What to produce =
Reproduce the listing below, replacing "thickest part" with "widest part" everywhere it occurs and changing nothing else.

++++ Items

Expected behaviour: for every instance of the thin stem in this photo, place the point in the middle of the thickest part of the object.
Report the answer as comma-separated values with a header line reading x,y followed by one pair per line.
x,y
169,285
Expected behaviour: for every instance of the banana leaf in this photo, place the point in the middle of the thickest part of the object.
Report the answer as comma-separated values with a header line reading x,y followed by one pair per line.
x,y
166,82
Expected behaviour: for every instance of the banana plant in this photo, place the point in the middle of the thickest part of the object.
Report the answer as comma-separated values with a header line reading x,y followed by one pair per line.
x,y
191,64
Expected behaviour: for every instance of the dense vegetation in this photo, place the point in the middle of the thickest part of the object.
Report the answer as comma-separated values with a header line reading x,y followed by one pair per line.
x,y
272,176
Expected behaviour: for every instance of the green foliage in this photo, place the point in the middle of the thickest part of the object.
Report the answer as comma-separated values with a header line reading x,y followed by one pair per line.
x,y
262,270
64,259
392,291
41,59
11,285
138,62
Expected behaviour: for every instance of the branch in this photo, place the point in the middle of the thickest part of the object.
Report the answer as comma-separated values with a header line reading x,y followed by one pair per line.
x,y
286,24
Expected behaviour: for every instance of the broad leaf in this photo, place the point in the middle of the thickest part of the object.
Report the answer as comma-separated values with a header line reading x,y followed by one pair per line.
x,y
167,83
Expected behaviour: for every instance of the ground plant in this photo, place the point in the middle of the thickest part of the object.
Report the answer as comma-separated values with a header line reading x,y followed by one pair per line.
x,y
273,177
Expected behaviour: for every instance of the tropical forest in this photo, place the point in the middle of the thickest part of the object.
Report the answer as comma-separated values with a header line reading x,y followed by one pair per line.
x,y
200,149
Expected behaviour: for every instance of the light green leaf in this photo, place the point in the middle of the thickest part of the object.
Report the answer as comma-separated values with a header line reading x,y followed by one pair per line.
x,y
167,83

++++++++

The response =
Expected behaviour: for every instance of the thin stem in this photo, place the point in the middle of the widest part of the object.
Report the answer as comma-separated values with a header line reading x,y followed by one pair per line.
x,y
169,285
Expected behaviour: for every instance of the banana leaf in this photo, place the point in the middle of the widest part of the object.
Report the answer as comma-separated values with a header line reading x,y followed by one pair per line.
x,y
166,82
Expected behaviour: for every instance of the banana plant in this photo, place the point in the middle of the widest part of the object.
Report the answer as comma-separated values with a header line reading x,y followed by one pair per line.
x,y
191,64
Expected behaviour: for every instance of the dense vegetation in this photo, place the point in the middle of the widest part of the object.
Report the answer as comma-separated values with a header line reading x,y followed by one pair per line.
x,y
272,176
Expected behaviour: for every instance of the green foliage in this photo, place the point in the middle of the widest part of the object.
Report the answer as comma-separated values with a header line reading x,y followed by one pair per line.
x,y
262,270
64,259
392,291
41,59
11,285
138,62
Expected behaviour: for every instance of the branch in this photo, place the point in the middle of the widest part of the object.
Report the answer as comma-separated values with a header line reading x,y followed by one pair per line.
x,y
286,24
Expected behaviour: for every instance of the broad leaf in this photo, place the point in the middle of the widest part of the object.
Report the answer as comma-separated values with a header line reading x,y followed by one pair per line.
x,y
167,83
Expected behaviour: for every instance of the ground plant in this photo, place the point in the middle of the widest part of the object.
Report the answer as comma-separated values with a header line reading x,y followed by one pair per line.
x,y
273,177
Expected behaviour: for every instance of the tropical forest in this photo, place the point in the middle of the widest part of the object.
Report the answer as comma-separated values with a header line reading x,y followed by one pair per line.
x,y
200,149
Expected behaviour: for every instance of the light green leaf in this photo, place the point in the middle of the widest part of the object.
Report the answer as comma-separated values with a header line reading x,y followed by one pair per line.
x,y
167,83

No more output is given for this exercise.